● What to do
Retype the passage of the blog post about finishing the novel that begins with the words "THE SPIDER'S SONG...completed" and stops after the words "of agent submissions.".

● Passage to read
◆ ◆ ◆
• Rachel Allen Dillon

THE SPIDER'S SONG...completed

Updated: Jun 20


Between working full-time, being a mom, freelancing, and writing my novel, I haven't been able to blog much for years. On Mother's Day/my birthday this year, I typed the most beautiful words to a writer--THE END. It was a gift. With the help of critiques and beta-readers, I wrapped up THE SPIDER'S SONG feeling the highs and lows of the journey. I fell in love with my characters and enjoyed their world while the pandemic swirled outside our windows.


My 85,000-word young adult novel has been cathartic to write. The beauty of being the director of a story that has some personal truth to it is I get to change the ending. I get to craft what I would have loved to happen in my life and relationships and in a way it's healing.


Here is the pitch I've been working on that I plan to use in my query letters for my first round of agent submissions.


Charlotte Reed, a freshman in high school, would rather die than speak in front of others. To her, public speaking is like Death whispering in her ear, causing her to throw up, or worse, pass out. Her psychiatrist diagnosed her with glossophobia and gave her a teacher’s note to excuse her from speaking in class. Charlotte can live with feeling slightly broken at school; after all, she has her best friend, Shreya, and a brain for math. What she can’t live with is what her phobia took away--her dream of singing on stage, the only thing she’s ever loved doing. Even as a little girl, those who heard Charlotte sing said she should be on Broadway, everyone that is, except her mom. Charlotte doesn’t understand why singing triggers her mom’s anger, until her Aunt Jess, a recovering drug-addict, straight out of prison, moves in with their family. She watches how her mysterious, tattooed aunt brings out the worst in her mom the way her singing used to.
◆ ◆ ◆
● Collected data entries
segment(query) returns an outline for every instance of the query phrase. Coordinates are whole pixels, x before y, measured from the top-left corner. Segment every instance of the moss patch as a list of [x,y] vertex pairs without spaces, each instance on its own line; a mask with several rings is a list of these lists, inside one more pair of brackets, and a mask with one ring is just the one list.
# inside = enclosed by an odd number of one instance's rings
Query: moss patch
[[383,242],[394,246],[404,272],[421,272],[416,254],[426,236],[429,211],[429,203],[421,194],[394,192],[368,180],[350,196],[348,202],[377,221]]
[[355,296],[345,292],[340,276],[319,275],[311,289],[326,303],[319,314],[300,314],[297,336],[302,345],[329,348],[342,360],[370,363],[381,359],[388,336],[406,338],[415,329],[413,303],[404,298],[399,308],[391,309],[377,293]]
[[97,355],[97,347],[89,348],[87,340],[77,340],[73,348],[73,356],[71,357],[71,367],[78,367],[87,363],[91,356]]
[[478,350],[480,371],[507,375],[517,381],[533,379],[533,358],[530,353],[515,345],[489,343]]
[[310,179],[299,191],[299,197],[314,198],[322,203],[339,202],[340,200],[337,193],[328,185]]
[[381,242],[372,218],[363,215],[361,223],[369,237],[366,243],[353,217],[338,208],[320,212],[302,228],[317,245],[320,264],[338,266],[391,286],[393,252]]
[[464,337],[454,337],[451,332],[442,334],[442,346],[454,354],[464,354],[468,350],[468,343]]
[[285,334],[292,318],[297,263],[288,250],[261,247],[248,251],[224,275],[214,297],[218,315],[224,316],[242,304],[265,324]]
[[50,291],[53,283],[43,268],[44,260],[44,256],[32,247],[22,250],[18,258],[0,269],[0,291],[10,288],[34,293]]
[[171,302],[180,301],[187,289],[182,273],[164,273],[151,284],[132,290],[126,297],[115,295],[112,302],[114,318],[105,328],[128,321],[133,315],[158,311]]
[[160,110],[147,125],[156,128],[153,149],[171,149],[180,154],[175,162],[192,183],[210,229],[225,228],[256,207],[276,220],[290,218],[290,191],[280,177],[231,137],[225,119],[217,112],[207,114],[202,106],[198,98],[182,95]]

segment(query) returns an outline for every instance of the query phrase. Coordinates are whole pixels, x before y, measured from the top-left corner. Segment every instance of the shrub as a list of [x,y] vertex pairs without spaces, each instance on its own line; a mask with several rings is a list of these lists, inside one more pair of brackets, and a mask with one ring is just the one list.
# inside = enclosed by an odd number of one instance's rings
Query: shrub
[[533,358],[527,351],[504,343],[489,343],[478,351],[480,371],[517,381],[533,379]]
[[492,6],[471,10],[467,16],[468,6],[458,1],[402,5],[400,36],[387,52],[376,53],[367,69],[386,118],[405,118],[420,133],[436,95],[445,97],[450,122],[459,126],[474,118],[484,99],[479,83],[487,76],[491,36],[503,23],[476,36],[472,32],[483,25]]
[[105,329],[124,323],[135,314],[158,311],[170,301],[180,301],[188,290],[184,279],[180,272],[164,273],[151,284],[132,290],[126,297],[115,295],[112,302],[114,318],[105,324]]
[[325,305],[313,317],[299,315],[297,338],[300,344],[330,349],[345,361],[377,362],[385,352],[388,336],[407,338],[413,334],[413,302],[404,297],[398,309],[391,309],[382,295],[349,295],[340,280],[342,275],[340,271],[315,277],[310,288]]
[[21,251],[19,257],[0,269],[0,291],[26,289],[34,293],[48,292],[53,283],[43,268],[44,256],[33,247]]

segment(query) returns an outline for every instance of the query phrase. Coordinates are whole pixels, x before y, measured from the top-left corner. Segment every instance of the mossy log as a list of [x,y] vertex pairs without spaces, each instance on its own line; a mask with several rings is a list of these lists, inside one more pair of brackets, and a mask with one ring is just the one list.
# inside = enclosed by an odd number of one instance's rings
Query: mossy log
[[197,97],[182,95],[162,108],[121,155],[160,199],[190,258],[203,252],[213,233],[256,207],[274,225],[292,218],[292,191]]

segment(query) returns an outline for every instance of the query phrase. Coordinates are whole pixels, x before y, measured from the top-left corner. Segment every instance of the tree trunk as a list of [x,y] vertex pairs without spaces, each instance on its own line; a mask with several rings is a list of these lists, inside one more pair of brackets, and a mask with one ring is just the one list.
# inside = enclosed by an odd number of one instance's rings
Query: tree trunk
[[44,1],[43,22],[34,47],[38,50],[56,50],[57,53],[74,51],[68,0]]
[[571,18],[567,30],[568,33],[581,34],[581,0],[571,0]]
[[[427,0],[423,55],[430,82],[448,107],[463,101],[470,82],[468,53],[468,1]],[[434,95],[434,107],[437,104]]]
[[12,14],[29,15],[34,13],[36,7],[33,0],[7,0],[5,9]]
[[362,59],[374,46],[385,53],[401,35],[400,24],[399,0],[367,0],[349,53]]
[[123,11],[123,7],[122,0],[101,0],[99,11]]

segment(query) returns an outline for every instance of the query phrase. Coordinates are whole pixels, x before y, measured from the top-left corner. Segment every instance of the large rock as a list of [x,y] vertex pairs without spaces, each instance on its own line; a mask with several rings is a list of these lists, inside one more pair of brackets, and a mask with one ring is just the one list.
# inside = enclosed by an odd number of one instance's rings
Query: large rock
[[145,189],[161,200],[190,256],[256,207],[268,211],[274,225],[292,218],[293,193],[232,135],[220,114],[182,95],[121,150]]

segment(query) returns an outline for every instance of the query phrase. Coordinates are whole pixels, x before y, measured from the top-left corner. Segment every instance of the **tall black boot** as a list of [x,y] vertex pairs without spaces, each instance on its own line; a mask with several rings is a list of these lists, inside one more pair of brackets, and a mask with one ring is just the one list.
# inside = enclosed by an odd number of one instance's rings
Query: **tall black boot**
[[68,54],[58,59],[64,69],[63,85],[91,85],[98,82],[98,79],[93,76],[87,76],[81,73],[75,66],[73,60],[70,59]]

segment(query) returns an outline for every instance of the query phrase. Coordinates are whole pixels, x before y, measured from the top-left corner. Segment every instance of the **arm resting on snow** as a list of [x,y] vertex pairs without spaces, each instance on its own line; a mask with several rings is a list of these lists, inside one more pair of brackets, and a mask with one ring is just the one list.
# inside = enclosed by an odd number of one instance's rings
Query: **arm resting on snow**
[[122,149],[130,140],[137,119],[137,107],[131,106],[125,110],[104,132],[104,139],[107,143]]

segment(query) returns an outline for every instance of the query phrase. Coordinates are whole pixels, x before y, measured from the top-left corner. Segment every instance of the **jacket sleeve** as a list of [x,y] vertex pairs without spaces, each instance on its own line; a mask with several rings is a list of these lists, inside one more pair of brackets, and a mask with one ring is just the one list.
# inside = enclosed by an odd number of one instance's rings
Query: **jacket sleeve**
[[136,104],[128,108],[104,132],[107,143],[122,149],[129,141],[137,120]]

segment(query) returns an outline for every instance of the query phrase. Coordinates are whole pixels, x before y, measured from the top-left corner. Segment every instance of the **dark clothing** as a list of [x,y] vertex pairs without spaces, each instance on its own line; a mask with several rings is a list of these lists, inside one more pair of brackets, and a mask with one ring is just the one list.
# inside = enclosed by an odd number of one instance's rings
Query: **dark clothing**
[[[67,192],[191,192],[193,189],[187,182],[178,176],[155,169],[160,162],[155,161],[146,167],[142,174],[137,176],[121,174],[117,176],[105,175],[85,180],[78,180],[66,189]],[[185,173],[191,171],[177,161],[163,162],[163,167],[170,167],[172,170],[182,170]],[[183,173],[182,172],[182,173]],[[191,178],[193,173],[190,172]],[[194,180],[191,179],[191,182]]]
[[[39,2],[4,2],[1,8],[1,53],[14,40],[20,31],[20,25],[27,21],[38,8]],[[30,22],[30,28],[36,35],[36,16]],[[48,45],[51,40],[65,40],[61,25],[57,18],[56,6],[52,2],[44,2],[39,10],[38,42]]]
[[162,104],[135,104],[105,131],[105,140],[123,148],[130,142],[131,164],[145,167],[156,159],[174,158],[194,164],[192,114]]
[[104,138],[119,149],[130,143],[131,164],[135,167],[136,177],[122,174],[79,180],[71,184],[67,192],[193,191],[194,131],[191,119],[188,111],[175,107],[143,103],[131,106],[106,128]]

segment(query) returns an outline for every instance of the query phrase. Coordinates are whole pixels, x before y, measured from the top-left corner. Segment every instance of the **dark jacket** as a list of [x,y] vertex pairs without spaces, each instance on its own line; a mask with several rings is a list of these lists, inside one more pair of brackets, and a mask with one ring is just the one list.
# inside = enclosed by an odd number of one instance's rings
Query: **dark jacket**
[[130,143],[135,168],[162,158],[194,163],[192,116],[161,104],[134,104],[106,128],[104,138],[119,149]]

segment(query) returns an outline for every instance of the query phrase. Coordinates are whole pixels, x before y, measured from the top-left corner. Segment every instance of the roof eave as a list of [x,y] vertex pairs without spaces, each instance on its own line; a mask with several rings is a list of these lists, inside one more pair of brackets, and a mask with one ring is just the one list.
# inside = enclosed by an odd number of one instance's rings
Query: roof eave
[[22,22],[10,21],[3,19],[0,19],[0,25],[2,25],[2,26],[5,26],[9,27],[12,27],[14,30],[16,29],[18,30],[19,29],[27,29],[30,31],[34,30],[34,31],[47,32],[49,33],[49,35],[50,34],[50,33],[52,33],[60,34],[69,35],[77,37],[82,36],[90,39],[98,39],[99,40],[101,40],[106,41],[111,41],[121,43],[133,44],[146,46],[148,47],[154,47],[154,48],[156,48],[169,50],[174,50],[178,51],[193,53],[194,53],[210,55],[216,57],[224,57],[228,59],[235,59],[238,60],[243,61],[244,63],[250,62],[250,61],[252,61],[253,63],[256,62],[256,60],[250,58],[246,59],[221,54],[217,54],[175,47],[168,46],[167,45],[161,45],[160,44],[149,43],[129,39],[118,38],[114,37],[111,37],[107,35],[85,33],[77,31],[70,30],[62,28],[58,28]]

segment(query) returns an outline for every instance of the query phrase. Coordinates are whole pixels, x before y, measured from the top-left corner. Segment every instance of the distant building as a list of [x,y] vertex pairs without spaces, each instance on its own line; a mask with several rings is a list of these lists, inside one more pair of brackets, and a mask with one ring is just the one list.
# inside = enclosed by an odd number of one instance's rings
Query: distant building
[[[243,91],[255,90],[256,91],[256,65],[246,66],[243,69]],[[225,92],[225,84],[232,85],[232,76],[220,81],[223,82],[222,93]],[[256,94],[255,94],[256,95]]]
◆ ◆ ◆
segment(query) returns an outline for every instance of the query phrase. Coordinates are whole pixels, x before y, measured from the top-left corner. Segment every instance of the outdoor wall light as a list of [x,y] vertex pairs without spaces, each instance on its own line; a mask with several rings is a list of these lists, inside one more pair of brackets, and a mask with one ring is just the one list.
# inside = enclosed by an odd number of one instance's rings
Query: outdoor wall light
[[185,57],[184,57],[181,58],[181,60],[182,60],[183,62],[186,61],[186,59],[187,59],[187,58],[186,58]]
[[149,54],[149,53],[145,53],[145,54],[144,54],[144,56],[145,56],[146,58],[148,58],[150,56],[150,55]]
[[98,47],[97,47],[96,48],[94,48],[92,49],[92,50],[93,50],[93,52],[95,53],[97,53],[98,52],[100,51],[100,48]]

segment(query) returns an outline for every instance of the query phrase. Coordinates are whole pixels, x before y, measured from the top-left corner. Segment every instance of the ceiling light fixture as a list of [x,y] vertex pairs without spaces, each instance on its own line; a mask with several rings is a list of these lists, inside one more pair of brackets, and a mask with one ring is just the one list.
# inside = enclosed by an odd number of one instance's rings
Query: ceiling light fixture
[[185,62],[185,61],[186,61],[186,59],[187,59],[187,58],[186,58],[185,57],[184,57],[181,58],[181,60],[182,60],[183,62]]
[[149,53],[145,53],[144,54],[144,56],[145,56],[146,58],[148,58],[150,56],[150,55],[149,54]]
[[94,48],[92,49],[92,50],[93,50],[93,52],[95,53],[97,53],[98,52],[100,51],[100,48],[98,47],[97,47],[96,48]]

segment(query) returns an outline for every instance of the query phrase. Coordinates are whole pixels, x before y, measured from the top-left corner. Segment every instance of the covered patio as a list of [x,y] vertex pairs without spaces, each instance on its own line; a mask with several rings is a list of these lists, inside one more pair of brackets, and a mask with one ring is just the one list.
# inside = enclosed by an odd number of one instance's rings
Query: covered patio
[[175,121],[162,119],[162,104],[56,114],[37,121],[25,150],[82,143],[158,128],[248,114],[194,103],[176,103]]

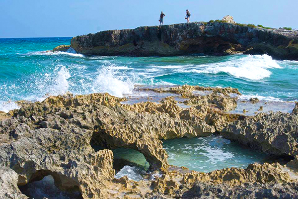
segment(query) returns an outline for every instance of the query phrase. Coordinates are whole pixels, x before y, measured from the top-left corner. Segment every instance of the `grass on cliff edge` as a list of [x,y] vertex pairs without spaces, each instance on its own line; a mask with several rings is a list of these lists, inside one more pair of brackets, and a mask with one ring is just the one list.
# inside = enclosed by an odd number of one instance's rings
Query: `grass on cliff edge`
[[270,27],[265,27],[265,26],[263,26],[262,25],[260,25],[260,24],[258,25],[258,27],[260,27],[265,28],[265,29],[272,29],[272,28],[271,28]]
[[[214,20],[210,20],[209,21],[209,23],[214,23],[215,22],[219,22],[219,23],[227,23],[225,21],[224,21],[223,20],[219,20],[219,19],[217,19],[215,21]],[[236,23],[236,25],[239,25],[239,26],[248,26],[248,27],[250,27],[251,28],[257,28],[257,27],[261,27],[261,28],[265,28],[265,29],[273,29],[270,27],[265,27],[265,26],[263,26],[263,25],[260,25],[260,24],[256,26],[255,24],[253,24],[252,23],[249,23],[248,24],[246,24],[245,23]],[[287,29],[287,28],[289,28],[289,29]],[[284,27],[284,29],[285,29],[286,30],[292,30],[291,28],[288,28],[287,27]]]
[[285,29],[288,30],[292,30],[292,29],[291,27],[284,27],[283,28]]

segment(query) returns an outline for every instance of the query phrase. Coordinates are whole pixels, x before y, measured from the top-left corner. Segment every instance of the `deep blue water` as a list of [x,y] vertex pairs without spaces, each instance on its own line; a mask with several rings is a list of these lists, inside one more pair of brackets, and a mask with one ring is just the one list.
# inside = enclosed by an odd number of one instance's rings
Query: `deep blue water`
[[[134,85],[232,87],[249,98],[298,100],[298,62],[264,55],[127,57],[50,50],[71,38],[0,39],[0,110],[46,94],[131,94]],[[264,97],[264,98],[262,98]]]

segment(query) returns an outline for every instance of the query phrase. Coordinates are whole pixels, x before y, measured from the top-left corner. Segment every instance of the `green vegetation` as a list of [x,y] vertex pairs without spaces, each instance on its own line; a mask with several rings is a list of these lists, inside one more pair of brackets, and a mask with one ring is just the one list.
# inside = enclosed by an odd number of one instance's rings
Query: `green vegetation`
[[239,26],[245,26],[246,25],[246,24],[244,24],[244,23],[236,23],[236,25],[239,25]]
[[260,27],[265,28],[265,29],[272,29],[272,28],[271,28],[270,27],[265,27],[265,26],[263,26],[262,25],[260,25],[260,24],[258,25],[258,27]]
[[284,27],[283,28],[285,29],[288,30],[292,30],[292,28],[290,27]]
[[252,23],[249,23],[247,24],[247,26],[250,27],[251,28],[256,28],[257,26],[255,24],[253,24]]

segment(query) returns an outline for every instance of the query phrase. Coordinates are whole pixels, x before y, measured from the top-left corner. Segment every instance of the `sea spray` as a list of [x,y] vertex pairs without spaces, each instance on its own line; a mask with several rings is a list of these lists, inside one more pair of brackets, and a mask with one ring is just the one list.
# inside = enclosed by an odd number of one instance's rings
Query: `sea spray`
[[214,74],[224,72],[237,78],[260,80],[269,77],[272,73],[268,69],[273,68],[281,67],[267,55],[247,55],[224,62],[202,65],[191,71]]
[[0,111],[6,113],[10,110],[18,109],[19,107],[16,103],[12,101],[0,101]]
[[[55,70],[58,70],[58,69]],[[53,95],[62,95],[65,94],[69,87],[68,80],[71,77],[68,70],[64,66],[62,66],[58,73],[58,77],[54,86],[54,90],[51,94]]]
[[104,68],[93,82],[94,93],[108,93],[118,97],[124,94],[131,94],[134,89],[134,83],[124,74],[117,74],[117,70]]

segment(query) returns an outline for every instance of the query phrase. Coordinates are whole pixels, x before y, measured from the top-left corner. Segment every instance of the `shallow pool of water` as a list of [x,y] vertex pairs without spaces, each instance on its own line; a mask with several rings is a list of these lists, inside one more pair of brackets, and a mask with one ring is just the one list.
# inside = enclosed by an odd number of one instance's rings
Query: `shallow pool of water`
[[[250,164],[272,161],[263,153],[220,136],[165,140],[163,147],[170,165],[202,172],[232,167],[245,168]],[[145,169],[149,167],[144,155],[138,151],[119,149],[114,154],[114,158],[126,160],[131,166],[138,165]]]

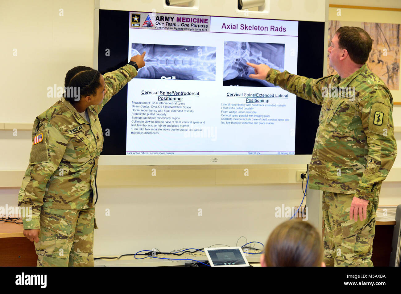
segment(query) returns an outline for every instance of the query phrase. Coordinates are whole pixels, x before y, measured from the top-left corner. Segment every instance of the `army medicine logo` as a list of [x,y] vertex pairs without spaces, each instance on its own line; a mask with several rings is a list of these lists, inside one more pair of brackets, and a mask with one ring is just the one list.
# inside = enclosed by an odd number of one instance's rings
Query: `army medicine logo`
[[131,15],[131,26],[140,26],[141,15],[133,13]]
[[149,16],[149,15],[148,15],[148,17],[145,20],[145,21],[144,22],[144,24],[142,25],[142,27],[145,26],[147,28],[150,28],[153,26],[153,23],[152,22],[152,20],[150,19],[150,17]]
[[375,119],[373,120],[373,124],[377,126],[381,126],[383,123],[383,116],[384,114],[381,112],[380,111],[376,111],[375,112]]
◆ ◆ ◆
● Completed task
THE SPIDER'S SONG...completed

Updated: Jun 20


Between working full-time, being a mom, freelancing, and writing my novel, I haven't been able to blog much for years. On Mother's Day/my birthday this year, I typed the most beautiful words to a writer--THE END. It was a gift. With the help of critiques and beta-readers, I wrapped up THE SPIDER'S SONG feeling the highs and lows of the journey. I fell in love with my characters and enjoyed their world while the pandemic swirled outside our windows.


My 85,000-word young adult novel has been cathartic to write. The beauty of being the director of a story that has some personal truth to it is I get to change the ending. I get to craft what I would have loved to happen in my life and relationships and in a way it's healing.


Here is the pitch I've been working on that I plan to use in my query letters for my first round of agent submissions.